Records:
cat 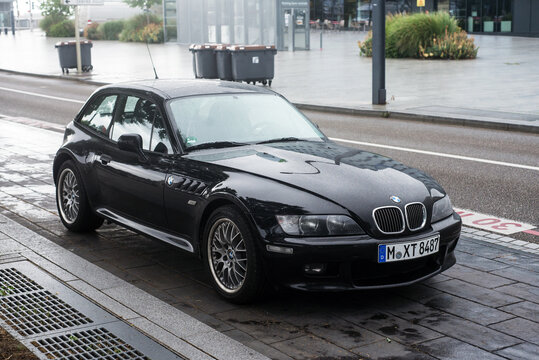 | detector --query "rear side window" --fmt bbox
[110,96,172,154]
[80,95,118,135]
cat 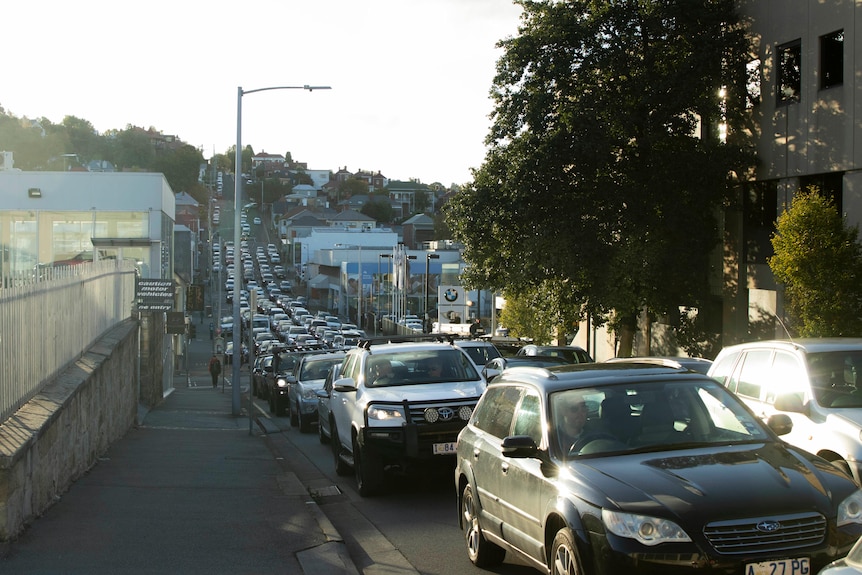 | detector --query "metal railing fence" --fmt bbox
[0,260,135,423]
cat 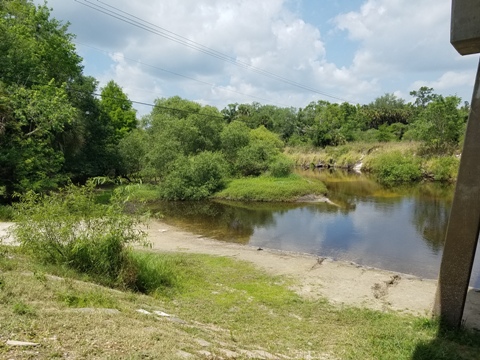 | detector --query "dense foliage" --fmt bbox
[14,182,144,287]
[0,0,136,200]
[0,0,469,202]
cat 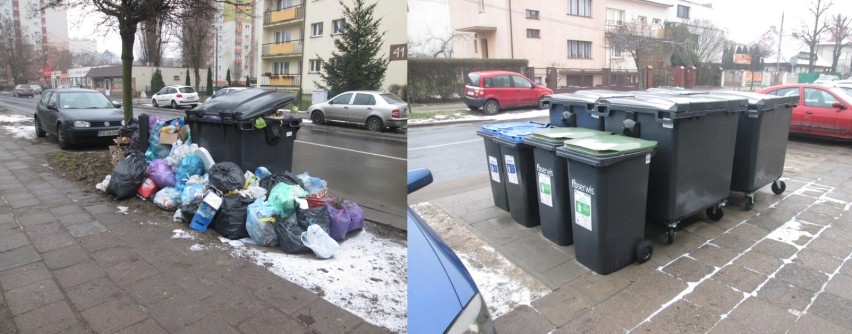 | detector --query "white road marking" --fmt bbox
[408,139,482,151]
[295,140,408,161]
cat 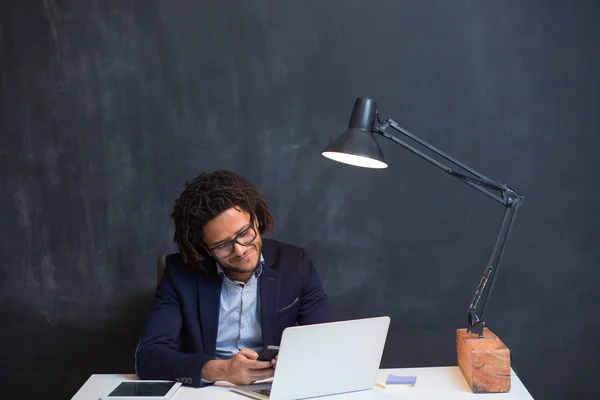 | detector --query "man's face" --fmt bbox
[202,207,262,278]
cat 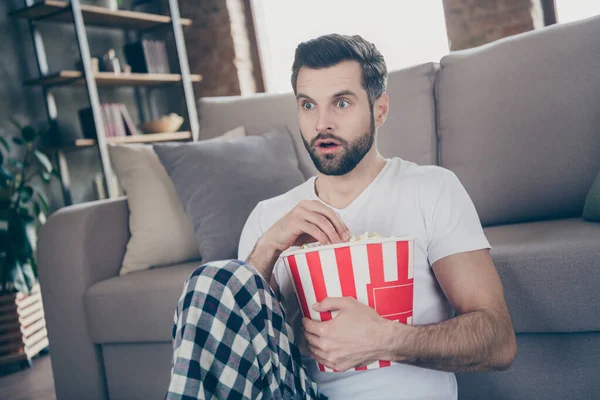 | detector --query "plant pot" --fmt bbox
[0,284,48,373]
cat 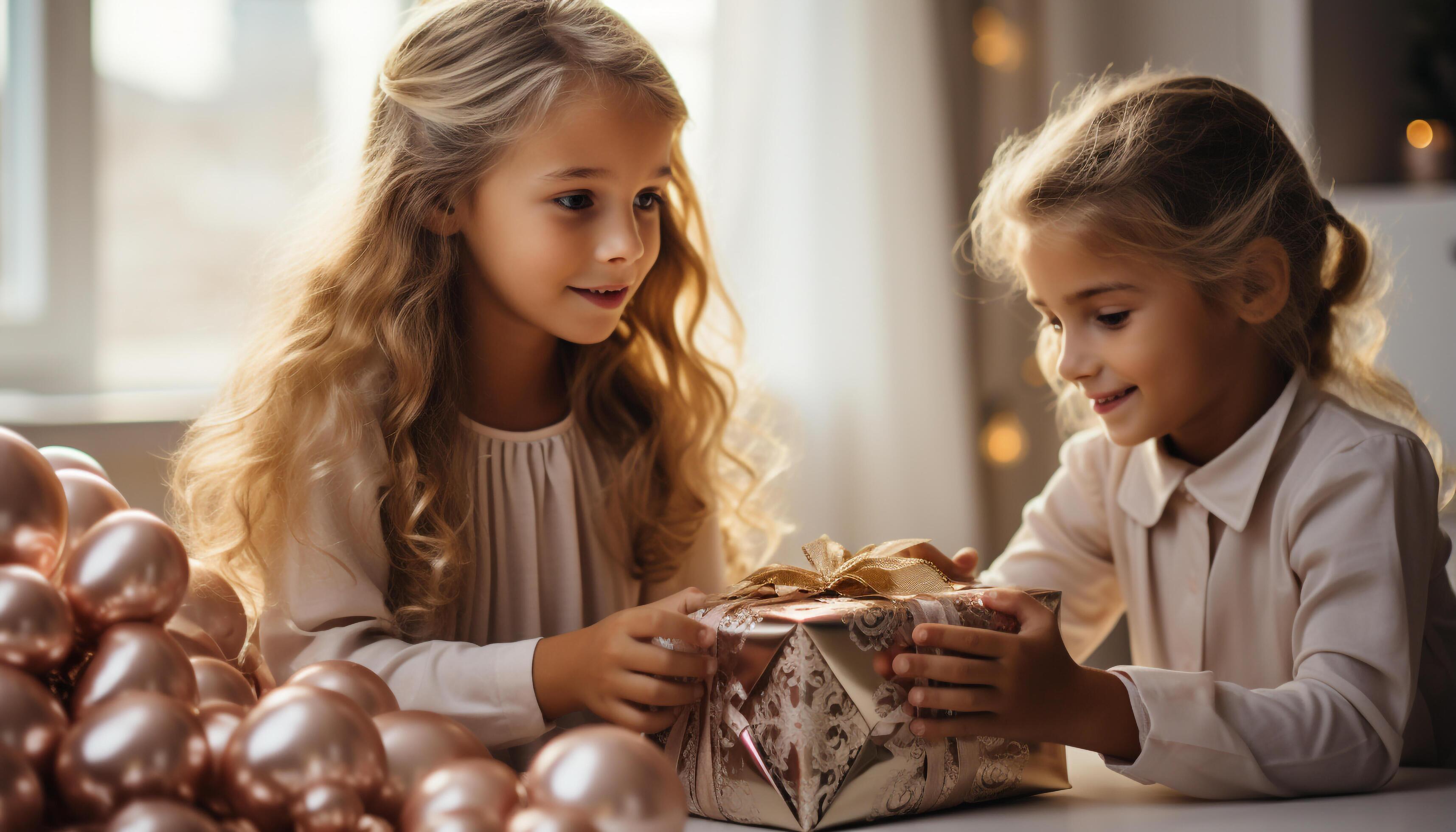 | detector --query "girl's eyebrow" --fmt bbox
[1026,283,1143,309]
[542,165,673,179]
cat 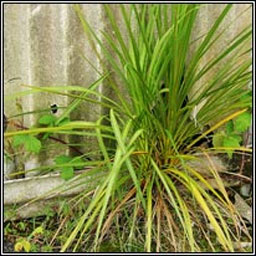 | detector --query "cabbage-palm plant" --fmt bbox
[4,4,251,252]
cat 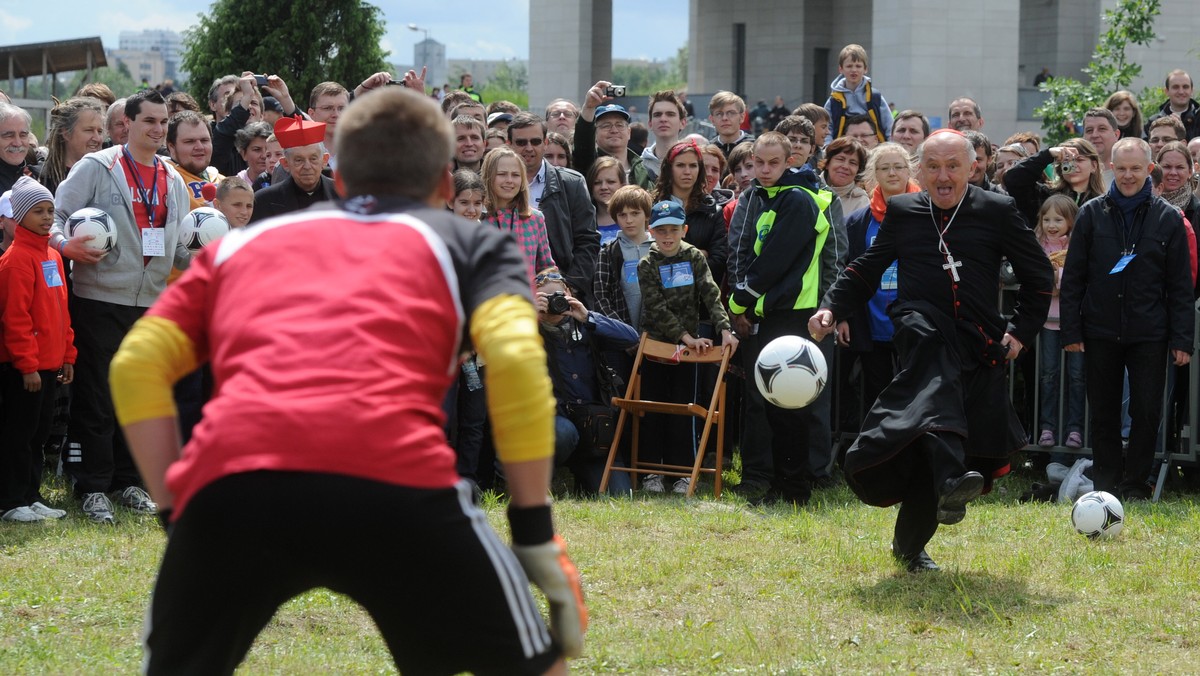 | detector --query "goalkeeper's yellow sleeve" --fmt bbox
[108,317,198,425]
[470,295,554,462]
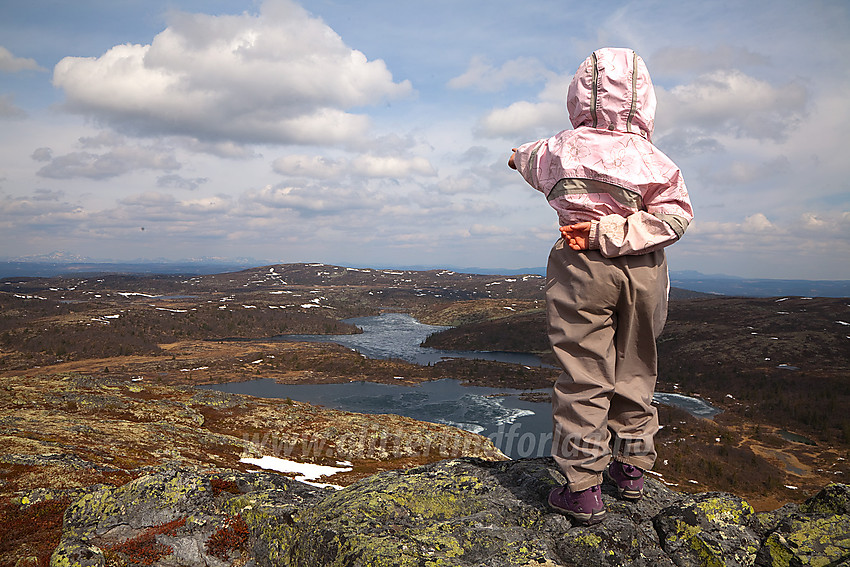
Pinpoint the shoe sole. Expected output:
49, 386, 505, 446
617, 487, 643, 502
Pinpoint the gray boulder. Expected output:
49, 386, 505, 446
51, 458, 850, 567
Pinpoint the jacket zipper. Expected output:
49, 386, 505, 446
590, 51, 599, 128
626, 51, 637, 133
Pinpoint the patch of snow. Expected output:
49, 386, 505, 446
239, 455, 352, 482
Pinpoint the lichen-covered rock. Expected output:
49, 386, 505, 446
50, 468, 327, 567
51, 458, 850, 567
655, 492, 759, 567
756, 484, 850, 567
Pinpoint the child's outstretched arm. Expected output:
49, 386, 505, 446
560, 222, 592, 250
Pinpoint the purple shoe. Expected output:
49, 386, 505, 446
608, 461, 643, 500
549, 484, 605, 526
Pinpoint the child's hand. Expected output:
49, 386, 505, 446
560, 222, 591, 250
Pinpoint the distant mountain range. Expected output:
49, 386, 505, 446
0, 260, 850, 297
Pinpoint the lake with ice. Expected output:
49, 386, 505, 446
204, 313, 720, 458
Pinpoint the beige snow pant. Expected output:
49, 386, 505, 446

Work to complete:
Starting at the line with "Pinpoint the patch" and continuing through the end of the records, replace every "Pinpoint" with "Locate". Give those lines again with everything else unchanged.

Solution to the problem:
Locate the patch of snow. Expected output:
49, 386, 505, 446
239, 455, 352, 482
Locate the lichen-covered rock. Expected output:
49, 386, 505, 446
50, 468, 327, 567
51, 458, 850, 567
655, 492, 759, 567
756, 484, 850, 567
Locate the child's outstretched arm. Expected output:
49, 386, 505, 446
560, 222, 592, 250
Locate the purple shoe. Expected output:
49, 386, 505, 446
608, 461, 643, 500
549, 484, 605, 526
Locate the child's hand. Expected output:
49, 386, 505, 446
560, 222, 591, 250
Locate the distant mountain range. Expected output:
49, 386, 505, 446
0, 260, 850, 297
Locate the lake with ice. Expected output:
49, 386, 505, 446
204, 313, 720, 458
Locate the beige snow pant. Expected output:
49, 386, 505, 446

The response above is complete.